─── Materials provided ───

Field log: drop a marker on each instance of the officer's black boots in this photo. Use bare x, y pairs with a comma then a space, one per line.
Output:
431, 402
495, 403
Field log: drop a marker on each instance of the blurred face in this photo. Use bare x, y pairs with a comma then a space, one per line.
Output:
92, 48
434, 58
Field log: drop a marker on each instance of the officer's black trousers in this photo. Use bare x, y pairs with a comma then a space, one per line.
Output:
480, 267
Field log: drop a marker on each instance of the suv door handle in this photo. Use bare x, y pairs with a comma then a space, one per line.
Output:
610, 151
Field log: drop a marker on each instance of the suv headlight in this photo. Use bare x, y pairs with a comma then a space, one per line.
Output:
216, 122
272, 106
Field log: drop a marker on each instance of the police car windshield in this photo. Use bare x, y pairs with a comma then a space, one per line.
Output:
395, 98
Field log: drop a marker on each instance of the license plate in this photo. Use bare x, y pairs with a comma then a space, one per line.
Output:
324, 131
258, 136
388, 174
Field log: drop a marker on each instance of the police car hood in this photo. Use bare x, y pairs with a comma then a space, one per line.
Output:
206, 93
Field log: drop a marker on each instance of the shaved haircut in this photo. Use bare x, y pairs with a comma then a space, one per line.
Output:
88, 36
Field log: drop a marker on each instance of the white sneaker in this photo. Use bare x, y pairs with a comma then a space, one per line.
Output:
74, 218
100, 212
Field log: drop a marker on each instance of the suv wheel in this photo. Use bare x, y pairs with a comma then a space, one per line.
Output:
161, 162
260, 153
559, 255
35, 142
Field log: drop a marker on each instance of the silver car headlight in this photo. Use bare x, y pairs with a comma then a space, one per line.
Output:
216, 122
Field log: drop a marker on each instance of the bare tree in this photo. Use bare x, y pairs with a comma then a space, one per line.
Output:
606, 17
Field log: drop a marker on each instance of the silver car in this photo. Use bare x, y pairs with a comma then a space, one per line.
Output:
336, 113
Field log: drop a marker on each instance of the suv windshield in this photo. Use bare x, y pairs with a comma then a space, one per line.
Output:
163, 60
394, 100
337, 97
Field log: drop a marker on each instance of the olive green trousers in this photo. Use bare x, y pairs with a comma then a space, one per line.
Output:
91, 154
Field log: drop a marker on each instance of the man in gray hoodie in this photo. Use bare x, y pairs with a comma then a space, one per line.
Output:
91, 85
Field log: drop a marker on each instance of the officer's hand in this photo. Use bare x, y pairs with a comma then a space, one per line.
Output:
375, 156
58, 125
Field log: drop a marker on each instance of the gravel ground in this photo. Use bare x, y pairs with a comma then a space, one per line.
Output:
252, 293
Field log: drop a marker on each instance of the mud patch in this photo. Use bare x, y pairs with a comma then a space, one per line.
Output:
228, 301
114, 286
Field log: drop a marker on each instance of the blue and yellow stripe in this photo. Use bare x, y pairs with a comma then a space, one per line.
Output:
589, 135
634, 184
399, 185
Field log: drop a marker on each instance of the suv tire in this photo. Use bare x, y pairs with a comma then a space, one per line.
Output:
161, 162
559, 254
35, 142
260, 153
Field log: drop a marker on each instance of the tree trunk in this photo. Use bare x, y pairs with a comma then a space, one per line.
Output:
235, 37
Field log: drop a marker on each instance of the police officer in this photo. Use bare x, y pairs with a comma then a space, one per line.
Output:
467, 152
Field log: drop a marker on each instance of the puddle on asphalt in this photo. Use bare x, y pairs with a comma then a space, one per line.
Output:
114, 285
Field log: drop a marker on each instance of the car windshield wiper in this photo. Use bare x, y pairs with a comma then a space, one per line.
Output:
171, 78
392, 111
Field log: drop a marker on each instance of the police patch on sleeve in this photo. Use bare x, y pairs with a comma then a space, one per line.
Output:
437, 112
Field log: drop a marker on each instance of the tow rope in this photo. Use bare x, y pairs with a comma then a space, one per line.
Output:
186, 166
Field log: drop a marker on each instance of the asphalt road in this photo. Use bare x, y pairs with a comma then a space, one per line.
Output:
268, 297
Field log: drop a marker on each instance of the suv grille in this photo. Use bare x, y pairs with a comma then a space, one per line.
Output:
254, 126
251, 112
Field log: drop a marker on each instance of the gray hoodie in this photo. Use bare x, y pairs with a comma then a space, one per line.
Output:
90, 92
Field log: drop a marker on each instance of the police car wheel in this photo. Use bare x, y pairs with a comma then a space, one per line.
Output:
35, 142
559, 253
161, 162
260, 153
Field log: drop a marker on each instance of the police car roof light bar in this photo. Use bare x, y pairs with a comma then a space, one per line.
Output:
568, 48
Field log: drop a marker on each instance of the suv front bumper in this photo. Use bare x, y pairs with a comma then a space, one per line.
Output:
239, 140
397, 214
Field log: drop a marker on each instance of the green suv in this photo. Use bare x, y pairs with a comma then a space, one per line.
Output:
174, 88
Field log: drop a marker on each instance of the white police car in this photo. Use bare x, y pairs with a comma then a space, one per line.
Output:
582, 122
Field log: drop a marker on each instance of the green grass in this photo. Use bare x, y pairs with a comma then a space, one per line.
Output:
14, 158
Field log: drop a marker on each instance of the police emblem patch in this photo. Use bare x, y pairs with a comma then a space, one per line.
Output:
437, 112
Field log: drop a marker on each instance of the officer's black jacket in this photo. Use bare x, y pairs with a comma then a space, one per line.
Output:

───

■ Written request: Turn every line of the data above into a numbered list, leaving out any blank lines.

■ Output for this exercise:
1. Field log: drop a marker on each instance of the officer's black boots in this photo. Use bare x, y pairs with a comma then a space, one per line.
2. Output:
3. 431, 402
4. 495, 403
5. Field log: drop a marker on each instance of the blurred face in this photo. Use bare x, y pairs with a comma then a space, one per line.
6. Output:
7. 92, 48
8. 434, 58
9. Field log: drop a marker on each instance of the officer's black trousers in this photo. Use bare x, y pairs with a comma then a space, one per line.
10. Output:
11. 480, 267
12. Field log: drop a marker on each instance of the suv door handle in this photo. Use bare x, y pairs with a comma then a space, one per line.
13. Output:
14. 610, 151
15. Field log: drop a marker on each instance of the suv headlight in this photo. Use bare x, y pairs with a comma then a space, one per line.
16. Output:
17. 216, 122
18. 272, 106
19. Field log: drop a marker on each instance of the police car windshield in this photo. Use bare x, y pairs with a comma then a space, one per line.
20. Output:
21. 395, 98
22. Field log: drop a marker on each instance of the license plate in this photo. Use bare x, y pairs with a comma then a space, one per line.
23. Output:
24. 324, 131
25. 258, 136
26. 388, 174
27. Field log: drop a marker on each instance of the police car hood in this photo. Use bare x, y pairs with a comma then a space, one per line.
28. Output:
29. 206, 93
30. Field log: drop a marker on each instance of the shaved haircut in this photo. Use bare x, y pairs with a comma then a space, one per line.
31. Output:
32. 88, 36
33. Field log: drop a marker on each instance of the white sneaker in this photo. Use bare x, y pairs with a comma then a space, one per line.
34. Output:
35. 74, 218
36. 100, 212
37. Field log: drop a marker on each instance of the suv wheel in this photo. Use bare x, y pairs with a comma then a space, one per line.
38. Output:
39. 161, 162
40. 260, 153
41. 559, 255
42. 35, 142
43. Field log: drop a marker on each instance of the silver car headlight in this photo. Use bare x, y pairs with a comma then a space, one per line.
44. Output:
45. 216, 122
46. Field log: drop a marker on each instance of the bare tree in this photo. Use bare x, y pairs with a comma then a space, one per line.
47. Output:
48. 606, 17
49. Field log: drop a marker on each instance of the silver car in this photo. Use bare x, y pairs with a comma then a space, one per line.
50. Output:
51. 336, 113
52. Field log: drop a marker on each instance of the suv windshield in this photo. Use bare x, y pairs with a comma then a space, one per line.
53. Output:
54. 163, 60
55. 394, 100
56. 337, 97
57. Field log: drop a marker on each instance of the olive green trousers in this photo. Use bare x, y pairs with a comma then a space, one per line.
58. Output:
59. 91, 154
60. Field log: drop a marker on each instance of the man in gray hoodie in this photo. Use bare x, y pairs with a comma then a space, one per line.
61. Output:
62. 91, 85
63. Field log: drop a marker on each instance of the officer's hand in this photo. Use bare x, y pairs with a comma then a space, one per line.
64. Output:
65. 375, 156
66. 58, 125
67. Field log: drop a marker on each instance of the gravel ground in this photo. Use bare x, y pairs with a comma then a space, one per line.
68. Output:
69. 252, 293
70. Field log: drop a marker on each instance of the mud patch in this photo. Use bare x, y pairs with a comma then a space, one per line.
71. Output:
72. 228, 301
73. 114, 286
74. Field log: drop a marker on each instance of the blue and yellow stripe in this photo. Use bare x, y pairs with a comma then a space, one per line.
75. Output:
76. 589, 135
77. 634, 184
78. 399, 185
79. Field log: drop a marker on each instance of the suv tire in this photo. Use bare x, y pairs with a comma then a space, one per line.
80. Output:
81. 161, 162
82. 559, 254
83. 35, 142
84. 260, 153
85. Field log: drop a marker on each instance of the tree trunk in this photo. Use bare x, y pairs with a comma then a space, one per line.
86. Output:
87. 235, 37
88. Field log: drop a marker on each instance of the police officer in this photo. Use bare x, y pairs with a comma then a space, one per line.
89. Output:
90. 467, 152
91. Field log: drop a marker on each instance of the puddle on asphalt in this photo. Use bare x, y pairs with a comma then a space, one per line.
92. Output:
93. 114, 285
94. Field log: drop a marker on each instance of the car windshield wiper in this photo. Use bare x, y pairs with a comma then a space, one per line.
95. Output:
96. 171, 78
97. 392, 111
98. Field log: drop a marker on each instance of the police patch on sleeve in this photo. Use bare x, y pairs with a comma then a space, one per line.
99. Output:
100. 437, 112
101. Field log: drop a marker on each instance of the tow rope in this photo. Use bare x, y pairs with a comma then a space, one per line.
102. Output:
103. 186, 166
104. Field log: drop a marker on each instance of the asphalt road in this photo. Use bare x, y pairs with a comma then a space, one per line.
105. Output:
106. 268, 297
107. Field log: drop a marker on each instance of the suv grille in this photo. Use bare x, y pairs with a comma then a space, one per line.
108. Output:
109. 254, 126
110. 251, 112
111. Field log: drop a marker on each instance of the gray hoodie in this photo. Use bare x, y pairs with a comma then a space, one per line.
112. Output:
113. 90, 92
114. Field log: drop a marker on each instance of the police car wheel in this photo. Use bare x, y pairs with a comma then a space, one per line.
115. Output:
116. 35, 142
117. 559, 253
118. 161, 162
119. 260, 153
120. Field log: drop a marker on each instance of the police car roof light bar in this photo. Use bare x, y pairs with a comma then a space, one per line.
121. Output:
122. 568, 48
123. Field log: drop a marker on each instance of the suv front bumper in this photo. Use bare x, y pairs with a comma then a space, one per line.
124. Output:
125. 239, 140
126. 397, 214
127. Field log: drop a marker on each instance of the green suv in this photo. Use bare x, y pairs with a comma then a space, one per line.
128. Output:
129. 174, 88
130. Field log: drop a marker on each instance of the white police car in this photo. Use bare x, y pairs with a comma then a space, one per line.
131. Output:
132. 582, 122
133. Field log: drop a marker on each instance of the green grass in this photo. Use bare x, y pairs with a comma then a space, one per line.
134. Output:
135. 14, 158
136. Field log: drop a marker on each instance of the police emblem patch in this photo. Use bare x, y pairs with a comma then a space, one per line.
137. Output:
138. 437, 112
139. Field log: drop a marker on each instance of the officer's black jacket in this photo. Use bare x, y pairs with a comma then a space, one per line.
140. Output:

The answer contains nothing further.